### WHAT IS ASKED
Images excluded, repeat each entry below exactly.

::::

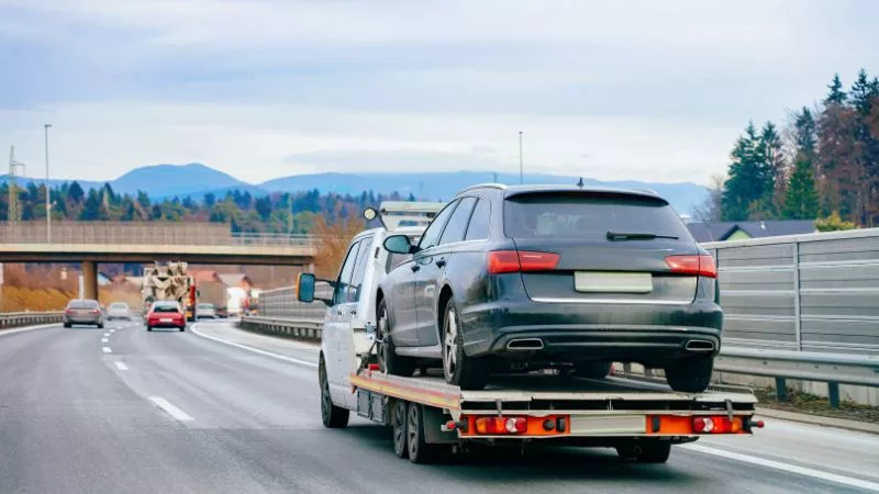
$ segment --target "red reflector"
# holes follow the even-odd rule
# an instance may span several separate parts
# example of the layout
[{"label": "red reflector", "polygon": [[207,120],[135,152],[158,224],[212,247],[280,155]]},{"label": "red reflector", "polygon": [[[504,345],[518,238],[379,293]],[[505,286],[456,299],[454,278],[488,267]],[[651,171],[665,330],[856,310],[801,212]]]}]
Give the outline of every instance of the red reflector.
[{"label": "red reflector", "polygon": [[711,256],[668,256],[666,263],[671,272],[717,278],[717,267]]},{"label": "red reflector", "polygon": [[558,254],[553,252],[494,250],[488,252],[488,272],[550,271],[558,266]]}]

::::

### RESPONSE
$ segment --target "red reflector"
# holes follow the even-odd rule
# an instance may span several separate parts
# example of the layout
[{"label": "red reflector", "polygon": [[207,120],[135,152],[158,224],[212,247],[280,155]]},{"label": "red reflector", "polygon": [[[504,345],[518,238],[379,293]],[[505,286],[456,299],[454,278],[488,267]],[[651,171],[665,330],[856,310],[801,212]]]}]
Give the outline of every instance of the red reflector.
[{"label": "red reflector", "polygon": [[711,256],[668,256],[666,263],[671,272],[717,278],[717,267]]},{"label": "red reflector", "polygon": [[558,254],[553,252],[494,250],[488,252],[488,272],[550,271],[558,266]]}]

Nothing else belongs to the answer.